Excerpt —

#####

Rhys Williams (born 27 February 1984), is a Welsh professional track and field athlete, specializing in the 400 m hurdles. He is a previous European champion in the event.

Early life
Williams was born in Bridgend, the son of former Welsh international rugby union player J.J. Williams.  Rhys studied at Ysgol Gyfun Llanhari from September 1995 until June 2002. He was a member of the Bridgend and District D.C. Thomas winning rugby side at the age of 11 and was also the Welsh U15 backstroke swimming champion. He is currently studying for a master's degree at the University of Glamorgan.

Athletics career
Williams won the 400 m hurdles at the 2005 European U23 Championships, was European Junior Champion in 2003, and won the European Youth Olympics in 2001.

On 10 August 2006, Williams won the bronze medal at the European Championships in Athletics in Gothenburg in a time of 49.12 seconds, thus just slightly missing his personal best (49.09, set at the 2006 Commonwealth Games in Melbourne, where he finished fourth). He also ran 48.3 over the 400 m (2002).

On 13 August 2006 at that same event, he won a silver medal in the 4x400 m relay as the second sprinter, along with Robert Tobin, Graham Hedman and Timothy Benjamin, in a time of 3:01.63.  
 
On 31 July 2010, he achieved the Silver Medal in the 400 m hurdles at the European Athletics Championships in Barcelona, with fellow Welshman Dai Greene winning Gold.

Injuries
On 17 June 2008 it was announced that he would miss the 2008 Olympics due to a stress fracture to his right foot. He suffered the injury while taking part in the Welsh Championships two days earlier, which was the first time he had competed since suffering a similar injury a year earlier.

#####

Goal — Can you carry the Rhys Williams biography forward, starting right after its last sentence? The listing after this is from a separate source, unrelated to the Rhys Williams biography.

Data excerpt —
#####

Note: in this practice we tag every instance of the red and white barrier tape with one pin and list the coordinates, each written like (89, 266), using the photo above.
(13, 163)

#####

Answer to this problem —
Doping violation
On 25 July 2014, on the second day of the 2014 Commonwealth Games where he was co-captain of the Welsh team, it was announced that he was suspended from all competition because of a doping violation at the Glasgow Grand Prix on 11 July. In January 2015 UK Anti-Doping gave Williams a four-month suspension, whilst accepting that Williams' positive test was due to taking a contaminated supplement and that he had not knowingly cheated. As Williams had already been suspended for more than six months the decision meant that he was free to compete again.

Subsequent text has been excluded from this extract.